---------- INPUT RECORDS ----------

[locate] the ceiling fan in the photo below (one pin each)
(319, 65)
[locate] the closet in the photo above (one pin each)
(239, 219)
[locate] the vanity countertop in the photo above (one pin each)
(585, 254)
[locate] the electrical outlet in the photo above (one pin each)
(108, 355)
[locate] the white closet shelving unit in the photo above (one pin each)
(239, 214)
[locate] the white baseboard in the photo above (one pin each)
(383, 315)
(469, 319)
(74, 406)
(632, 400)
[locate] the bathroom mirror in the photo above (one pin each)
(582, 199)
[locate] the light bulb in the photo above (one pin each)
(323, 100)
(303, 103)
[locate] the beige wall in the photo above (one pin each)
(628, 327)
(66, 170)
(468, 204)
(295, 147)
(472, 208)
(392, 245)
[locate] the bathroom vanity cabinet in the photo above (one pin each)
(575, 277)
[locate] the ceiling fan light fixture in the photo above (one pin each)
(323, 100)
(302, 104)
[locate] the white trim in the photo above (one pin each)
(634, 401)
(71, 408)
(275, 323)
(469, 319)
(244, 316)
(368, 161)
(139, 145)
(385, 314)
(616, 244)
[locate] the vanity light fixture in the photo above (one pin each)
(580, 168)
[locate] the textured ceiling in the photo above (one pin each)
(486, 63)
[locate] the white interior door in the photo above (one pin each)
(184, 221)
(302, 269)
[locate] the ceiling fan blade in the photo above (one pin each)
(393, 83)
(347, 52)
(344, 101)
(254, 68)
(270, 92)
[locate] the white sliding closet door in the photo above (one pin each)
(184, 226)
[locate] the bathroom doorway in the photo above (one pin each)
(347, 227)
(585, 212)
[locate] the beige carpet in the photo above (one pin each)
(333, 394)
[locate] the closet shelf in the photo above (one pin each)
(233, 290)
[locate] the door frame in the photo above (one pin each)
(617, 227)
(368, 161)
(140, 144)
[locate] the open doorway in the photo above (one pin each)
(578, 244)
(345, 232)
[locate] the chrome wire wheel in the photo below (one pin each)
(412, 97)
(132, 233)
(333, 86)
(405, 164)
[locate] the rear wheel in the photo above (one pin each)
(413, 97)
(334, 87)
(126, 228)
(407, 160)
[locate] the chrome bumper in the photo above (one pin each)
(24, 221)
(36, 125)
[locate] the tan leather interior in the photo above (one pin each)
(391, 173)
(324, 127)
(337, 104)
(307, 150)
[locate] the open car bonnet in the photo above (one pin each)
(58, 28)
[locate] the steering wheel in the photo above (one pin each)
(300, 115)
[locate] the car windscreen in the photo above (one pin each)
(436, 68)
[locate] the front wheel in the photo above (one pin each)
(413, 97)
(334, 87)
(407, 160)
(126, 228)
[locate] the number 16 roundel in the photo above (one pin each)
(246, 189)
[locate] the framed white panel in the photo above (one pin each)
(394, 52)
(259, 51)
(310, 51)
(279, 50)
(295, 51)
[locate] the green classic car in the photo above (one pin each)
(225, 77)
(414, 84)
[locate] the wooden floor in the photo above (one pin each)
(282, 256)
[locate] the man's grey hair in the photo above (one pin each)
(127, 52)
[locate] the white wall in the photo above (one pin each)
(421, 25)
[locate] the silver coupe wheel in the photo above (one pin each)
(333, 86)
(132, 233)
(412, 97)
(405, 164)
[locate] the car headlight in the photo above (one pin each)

----------

- _CHALLENGE_:
Copy exactly the line containing "[locate] the tan" and every line after it, ending with the last line of the records above.

- _ANSWER BELOW_:
[locate] the tan leather interior in the photo above (one pin each)
(391, 173)
(324, 127)
(337, 104)
(307, 150)
[locate] the open car bonnet in the photo above (one pin each)
(58, 28)
[locate] the steering wheel in the photo above (one pin each)
(300, 115)
[locate] the car windscreen in the photo above (one pin each)
(436, 68)
[locate] the front wheel in the photo above (one pin each)
(413, 97)
(334, 87)
(407, 160)
(126, 228)
[locate] the number 16 roundel in the photo above (one pin each)
(246, 189)
[locate] the framed white panel in the photo above (one pin each)
(394, 52)
(259, 51)
(310, 51)
(279, 50)
(295, 51)
[locate] the green classic car in the photo above (one pin each)
(225, 77)
(414, 84)
[locate] the wooden floor in the photo above (one pin each)
(282, 256)
[locate] the man's grey hair in the photo above (one pin each)
(127, 52)
[locate] the white wall in the photo above (one pin each)
(421, 25)
[locate] the silver coupe wheel in the photo above (one pin each)
(333, 86)
(132, 233)
(412, 97)
(405, 164)
[locate] the car headlight in the photo above (one pin each)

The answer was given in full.